* REQUIRED TASK *
Extract exactly the range of lines bounded by the line containing "Can you see the white plastic" and the final line of the listing, both ends included, and no other lines.

* EXTRACTED INFORMATION *
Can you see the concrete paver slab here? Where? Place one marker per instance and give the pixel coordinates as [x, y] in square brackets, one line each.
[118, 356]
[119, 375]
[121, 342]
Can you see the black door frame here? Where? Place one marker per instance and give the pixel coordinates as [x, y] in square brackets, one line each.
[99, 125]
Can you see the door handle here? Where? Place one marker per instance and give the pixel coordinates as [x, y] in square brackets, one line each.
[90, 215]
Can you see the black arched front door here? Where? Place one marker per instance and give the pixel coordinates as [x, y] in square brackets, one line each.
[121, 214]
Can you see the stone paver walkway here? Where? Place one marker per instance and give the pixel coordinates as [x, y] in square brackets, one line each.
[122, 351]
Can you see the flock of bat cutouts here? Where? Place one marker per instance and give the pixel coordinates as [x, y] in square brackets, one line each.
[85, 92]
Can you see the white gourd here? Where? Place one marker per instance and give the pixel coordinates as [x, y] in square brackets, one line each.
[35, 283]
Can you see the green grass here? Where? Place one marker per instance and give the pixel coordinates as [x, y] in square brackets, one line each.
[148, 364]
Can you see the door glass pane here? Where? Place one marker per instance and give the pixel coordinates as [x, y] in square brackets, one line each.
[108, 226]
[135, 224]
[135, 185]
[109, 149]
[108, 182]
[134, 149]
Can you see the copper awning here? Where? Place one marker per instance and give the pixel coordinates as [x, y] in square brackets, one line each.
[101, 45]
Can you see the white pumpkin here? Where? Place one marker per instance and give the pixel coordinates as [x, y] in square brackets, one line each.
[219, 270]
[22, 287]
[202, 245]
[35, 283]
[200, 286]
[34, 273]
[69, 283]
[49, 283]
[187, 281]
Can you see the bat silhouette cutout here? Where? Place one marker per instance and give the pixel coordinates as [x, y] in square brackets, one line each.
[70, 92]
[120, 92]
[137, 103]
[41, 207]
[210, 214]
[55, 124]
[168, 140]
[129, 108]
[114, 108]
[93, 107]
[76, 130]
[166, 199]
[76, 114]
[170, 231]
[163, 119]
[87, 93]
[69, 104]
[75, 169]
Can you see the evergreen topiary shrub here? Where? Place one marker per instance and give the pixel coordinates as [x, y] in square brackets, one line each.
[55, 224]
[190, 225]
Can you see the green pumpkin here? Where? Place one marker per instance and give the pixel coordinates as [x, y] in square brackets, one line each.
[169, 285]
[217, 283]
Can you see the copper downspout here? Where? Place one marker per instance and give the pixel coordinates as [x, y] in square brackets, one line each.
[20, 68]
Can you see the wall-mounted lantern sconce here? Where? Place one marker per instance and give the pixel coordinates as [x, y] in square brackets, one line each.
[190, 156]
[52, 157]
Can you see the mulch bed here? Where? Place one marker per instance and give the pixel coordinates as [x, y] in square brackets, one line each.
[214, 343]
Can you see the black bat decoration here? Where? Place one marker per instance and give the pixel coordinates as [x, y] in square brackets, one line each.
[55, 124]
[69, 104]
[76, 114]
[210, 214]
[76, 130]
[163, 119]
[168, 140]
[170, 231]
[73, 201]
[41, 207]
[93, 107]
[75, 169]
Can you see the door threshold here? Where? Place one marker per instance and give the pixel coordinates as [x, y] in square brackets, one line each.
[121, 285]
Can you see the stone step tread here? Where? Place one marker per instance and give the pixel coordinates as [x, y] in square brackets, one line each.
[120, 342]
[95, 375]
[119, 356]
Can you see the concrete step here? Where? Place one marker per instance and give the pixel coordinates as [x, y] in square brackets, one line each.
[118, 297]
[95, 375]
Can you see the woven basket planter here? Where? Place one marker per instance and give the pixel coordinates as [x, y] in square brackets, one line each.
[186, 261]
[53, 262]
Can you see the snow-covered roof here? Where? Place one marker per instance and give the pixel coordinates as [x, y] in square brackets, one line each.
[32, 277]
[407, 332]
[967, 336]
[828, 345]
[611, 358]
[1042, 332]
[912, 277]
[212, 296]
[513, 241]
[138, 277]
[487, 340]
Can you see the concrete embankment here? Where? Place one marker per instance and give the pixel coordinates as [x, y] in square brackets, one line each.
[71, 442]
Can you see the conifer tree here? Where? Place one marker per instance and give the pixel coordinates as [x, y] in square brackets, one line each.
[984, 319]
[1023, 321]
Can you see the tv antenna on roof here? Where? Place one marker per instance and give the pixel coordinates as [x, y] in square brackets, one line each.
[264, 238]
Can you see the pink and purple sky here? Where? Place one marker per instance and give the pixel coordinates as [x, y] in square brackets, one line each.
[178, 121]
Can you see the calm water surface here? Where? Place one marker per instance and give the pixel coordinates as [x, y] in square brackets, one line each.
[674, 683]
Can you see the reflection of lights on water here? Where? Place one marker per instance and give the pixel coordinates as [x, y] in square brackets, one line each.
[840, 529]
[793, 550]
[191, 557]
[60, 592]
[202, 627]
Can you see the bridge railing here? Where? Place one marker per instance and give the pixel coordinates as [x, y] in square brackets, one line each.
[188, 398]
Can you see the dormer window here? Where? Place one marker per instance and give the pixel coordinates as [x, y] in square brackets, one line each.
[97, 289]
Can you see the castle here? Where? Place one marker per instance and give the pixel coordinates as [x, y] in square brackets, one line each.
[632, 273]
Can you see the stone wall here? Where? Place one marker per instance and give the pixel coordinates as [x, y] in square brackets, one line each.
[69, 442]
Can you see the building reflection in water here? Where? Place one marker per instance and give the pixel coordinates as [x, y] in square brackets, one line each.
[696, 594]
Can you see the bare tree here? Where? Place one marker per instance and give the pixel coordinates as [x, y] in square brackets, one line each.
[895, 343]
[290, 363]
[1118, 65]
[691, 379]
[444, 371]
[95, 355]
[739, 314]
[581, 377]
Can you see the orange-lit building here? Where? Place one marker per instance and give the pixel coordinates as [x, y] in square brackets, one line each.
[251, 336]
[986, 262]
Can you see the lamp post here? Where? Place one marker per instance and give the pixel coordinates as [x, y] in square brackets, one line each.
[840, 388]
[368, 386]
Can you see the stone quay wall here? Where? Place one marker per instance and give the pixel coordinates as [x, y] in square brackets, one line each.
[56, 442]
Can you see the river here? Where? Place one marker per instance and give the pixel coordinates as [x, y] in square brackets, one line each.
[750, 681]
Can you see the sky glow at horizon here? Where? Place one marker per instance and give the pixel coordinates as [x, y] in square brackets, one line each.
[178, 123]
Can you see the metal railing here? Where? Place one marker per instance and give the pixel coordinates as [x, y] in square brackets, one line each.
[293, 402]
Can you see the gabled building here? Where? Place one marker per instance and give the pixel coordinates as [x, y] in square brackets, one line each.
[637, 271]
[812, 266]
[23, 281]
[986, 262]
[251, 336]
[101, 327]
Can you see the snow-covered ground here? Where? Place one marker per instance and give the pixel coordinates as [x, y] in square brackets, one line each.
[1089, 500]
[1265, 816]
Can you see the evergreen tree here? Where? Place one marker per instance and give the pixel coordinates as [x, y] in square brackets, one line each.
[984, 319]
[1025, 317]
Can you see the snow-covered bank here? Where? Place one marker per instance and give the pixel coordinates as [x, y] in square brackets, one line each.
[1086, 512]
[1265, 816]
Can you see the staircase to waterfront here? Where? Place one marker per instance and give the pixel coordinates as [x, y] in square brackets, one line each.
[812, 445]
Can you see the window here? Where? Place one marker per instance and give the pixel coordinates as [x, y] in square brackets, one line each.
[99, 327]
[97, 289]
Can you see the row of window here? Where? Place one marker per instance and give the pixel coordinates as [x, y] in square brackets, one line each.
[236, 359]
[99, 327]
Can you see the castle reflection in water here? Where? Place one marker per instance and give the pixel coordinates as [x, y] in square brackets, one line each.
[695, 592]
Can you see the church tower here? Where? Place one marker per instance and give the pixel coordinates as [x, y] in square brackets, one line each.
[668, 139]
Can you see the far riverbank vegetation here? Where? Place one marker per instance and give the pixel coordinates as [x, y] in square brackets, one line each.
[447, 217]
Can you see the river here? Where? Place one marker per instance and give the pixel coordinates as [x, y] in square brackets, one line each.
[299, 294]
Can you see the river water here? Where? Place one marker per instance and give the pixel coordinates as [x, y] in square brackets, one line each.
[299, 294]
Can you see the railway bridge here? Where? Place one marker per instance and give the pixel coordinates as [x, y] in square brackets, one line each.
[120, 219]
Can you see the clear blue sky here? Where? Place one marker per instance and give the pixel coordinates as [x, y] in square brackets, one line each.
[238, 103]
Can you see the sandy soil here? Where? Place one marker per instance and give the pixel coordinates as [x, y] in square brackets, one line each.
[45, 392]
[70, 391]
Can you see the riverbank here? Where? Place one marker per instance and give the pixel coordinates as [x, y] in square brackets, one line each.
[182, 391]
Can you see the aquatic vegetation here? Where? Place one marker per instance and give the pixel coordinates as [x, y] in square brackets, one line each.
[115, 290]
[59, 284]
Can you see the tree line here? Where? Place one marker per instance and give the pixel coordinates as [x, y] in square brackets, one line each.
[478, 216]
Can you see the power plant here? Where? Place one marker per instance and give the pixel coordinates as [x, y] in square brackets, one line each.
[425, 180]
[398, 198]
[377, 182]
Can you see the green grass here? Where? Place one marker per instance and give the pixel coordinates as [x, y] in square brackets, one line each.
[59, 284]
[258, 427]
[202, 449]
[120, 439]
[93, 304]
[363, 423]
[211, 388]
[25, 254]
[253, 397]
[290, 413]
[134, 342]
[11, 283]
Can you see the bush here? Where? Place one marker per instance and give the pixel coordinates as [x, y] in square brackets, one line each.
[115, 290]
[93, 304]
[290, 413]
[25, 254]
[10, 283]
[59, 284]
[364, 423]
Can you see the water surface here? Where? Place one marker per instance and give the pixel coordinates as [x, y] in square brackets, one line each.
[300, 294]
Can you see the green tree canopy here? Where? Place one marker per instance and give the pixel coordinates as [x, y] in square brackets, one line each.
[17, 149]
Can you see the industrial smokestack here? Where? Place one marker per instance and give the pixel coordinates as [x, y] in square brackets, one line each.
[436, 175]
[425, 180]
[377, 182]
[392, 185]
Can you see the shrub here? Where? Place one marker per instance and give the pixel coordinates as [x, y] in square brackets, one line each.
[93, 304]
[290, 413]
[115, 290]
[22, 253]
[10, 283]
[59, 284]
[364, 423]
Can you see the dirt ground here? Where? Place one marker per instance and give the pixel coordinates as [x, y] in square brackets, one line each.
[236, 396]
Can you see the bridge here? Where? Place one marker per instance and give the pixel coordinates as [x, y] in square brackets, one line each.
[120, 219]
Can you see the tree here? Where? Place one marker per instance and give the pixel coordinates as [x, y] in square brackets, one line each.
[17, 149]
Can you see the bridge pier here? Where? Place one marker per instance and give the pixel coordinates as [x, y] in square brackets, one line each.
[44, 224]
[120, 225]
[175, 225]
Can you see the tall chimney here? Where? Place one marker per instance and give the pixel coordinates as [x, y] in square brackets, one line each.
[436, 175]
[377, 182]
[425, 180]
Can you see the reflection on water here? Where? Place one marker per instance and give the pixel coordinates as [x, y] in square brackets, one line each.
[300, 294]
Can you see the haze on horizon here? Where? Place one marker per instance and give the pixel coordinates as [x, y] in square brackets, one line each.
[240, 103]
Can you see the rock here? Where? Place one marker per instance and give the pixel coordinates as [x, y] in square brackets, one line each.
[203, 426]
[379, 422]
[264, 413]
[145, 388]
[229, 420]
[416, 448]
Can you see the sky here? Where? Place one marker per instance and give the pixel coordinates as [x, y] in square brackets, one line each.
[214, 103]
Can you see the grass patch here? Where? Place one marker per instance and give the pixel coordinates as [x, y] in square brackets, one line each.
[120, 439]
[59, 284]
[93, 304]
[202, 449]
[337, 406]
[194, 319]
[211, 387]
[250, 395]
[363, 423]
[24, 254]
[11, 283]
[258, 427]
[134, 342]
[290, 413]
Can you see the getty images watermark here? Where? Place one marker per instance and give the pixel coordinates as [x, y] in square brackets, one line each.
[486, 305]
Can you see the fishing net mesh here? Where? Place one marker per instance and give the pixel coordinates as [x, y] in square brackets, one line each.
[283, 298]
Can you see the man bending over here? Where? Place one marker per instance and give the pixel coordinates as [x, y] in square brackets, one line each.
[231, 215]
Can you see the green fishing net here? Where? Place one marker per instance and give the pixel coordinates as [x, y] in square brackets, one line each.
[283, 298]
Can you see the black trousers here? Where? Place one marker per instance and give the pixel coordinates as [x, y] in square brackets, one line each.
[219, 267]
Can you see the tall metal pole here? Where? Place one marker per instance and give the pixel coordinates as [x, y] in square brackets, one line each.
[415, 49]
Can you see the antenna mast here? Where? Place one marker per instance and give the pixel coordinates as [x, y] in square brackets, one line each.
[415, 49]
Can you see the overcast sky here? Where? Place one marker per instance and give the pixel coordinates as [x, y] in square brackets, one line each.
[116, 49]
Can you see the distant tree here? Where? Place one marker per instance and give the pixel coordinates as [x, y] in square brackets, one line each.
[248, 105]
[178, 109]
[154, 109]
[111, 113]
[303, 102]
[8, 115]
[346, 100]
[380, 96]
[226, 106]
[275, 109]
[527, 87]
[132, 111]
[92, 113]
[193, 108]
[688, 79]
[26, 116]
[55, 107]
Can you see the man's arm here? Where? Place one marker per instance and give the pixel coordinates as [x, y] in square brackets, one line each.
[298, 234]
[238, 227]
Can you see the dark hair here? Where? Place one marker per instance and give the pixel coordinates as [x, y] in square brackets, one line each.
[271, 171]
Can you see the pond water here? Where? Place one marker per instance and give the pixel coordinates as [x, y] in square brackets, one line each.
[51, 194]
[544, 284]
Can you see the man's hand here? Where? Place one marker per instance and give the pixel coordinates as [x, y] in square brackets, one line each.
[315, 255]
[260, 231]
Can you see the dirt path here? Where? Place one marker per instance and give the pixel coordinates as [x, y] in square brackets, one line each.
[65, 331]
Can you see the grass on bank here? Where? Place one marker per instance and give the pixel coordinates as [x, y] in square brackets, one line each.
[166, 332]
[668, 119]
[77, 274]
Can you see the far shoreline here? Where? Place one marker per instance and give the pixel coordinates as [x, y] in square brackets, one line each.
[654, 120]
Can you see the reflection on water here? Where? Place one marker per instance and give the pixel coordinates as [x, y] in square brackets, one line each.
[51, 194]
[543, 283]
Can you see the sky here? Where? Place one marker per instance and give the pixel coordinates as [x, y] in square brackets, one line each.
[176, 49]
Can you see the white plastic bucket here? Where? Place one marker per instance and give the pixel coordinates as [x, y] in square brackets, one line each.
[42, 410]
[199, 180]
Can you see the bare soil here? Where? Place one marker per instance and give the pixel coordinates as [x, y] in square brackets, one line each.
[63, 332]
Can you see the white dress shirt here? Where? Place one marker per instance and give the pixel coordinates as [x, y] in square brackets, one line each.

* RESULT FOR THIS EXERCISE *
Can you see the white plastic bucket here? Where? Place one marker per instance and give the pixel coordinates as [x, y] in square brackets, one line each.
[42, 410]
[199, 180]
Can you see the bare soil here? Where? Place one marker per instance and give the pixel coordinates as [x, y] in square brackets, one line each.
[63, 332]
Can you see the white dress shirt here? Where? Place one marker per instance and give the pixel coordinates as [x, y] in square brackets, one line each.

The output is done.